# magazine subscriptions delivered to ireland



## cara mc k (31 Oct 2005)

I love magazines, but they cost a fortune to buy in the shops. Most of the women's magazines offer great subscription offers but to send them to ireland costs way more than the postage cost.

Does anyone know of any good subscription websites that will post to Ireland for a reasonable fee, as any I have found are UK & N.Ireland only.

Many thanks
Cara Mc K.

By the way Reads in Nassua St offer 10% off magazines, so that is one money saving tip I have discovered.


----------



## fobs (1 Nov 2005)

If you click on www.ivillage.com there is a link to magazine subscriptions. They are the American equiv. but even after adding 22 dollars to postage you can get the magazines for around 2 euro a pop. Subscribed to Marie Clare for 24 euro (incl postage). you might prefer the UK mags but this is the cheapest I have found. If there is a way of getting cheaper subs to UK mags then I havn't found it yet!


----------



## ashambles (17 Nov 2005)

Unfortunately Easons have now bought out Reads, [broken link removed] though it only mentions Reads of Nassau street. Be surprised if the 10% magazine discount remains.


----------



## Scotty (17 Nov 2005)

If it's U.S. magazines you're after,  are good. If it's only one magazine, you probably won't save anything, but if you have a few subscriptions, or buy any U.S. dvds or books, you'll save money.

J.


----------



## DrMoriarty (17 Nov 2005)

See  thread.


----------



## Kiddo (17 Nov 2005)

The magazines on www.magazines365.com are much dearer than the shops...Red magazine works out at €6.80 per issue compared to approx €5 in my local newsagent


----------



## fobs (17 Nov 2005)
::::::::
→ WHAT TO WORK ON
(1) Return the stretch of the magazine subscription thread from "## ashambles (17" through "you'll save money.", copied word for word.
(2) Do these statements agree with the magazine subscription thread? Answer yes or no for each, and quote the words from the thread that decide it.
(a) Reads on Nassau Street offered a discount on magazines.
(b) One poster subscribed to Marie Clare for 30 euro including postage.
(c) Red magazine costs less per issue on www.magazines365.com than at the poster's local newsagent.
(3) Which distinct usernames post in the magazine subscription thread? List each one once.
Use only the magazine subscription thread to complete the tasks.
::::::::
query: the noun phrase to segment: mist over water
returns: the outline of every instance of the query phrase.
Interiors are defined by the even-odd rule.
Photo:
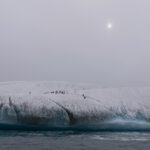
[[[149,150],[149,8],[0,0],[0,150]]]
[[[150,85],[149,6],[147,0],[2,0],[0,81]]]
::::::::
→ RESPONSES IN ORDER
(1)
## ashambles (17 Nov 2005)

Unfortunately Easons have now bought out Reads, [broken link removed] though it only mentions Reads of Nassau street. Be surprised if the 10% magazine discount remains.


----------



## Scotty (17 Nov 2005)

If it's U.S. magazines you're after,  are good. If it's only one magazine, you probably won't save anything, but if you have a few subscriptions, or buy any U.S. dvds or books, you'll save money.

(2)
(a) Yes: "By the way Reads in Nassua St offer 10% off magazines"
(b) No: "Subscribed to Marie Clare for 24 euro (incl postage)."
(c) No: "Red magazine works out at €6.80 per issue compared to approx €5 in my local newsagent"

(3)
cara mc k
fobs
ashambles
Scotty
DrMoriarty
Kiddo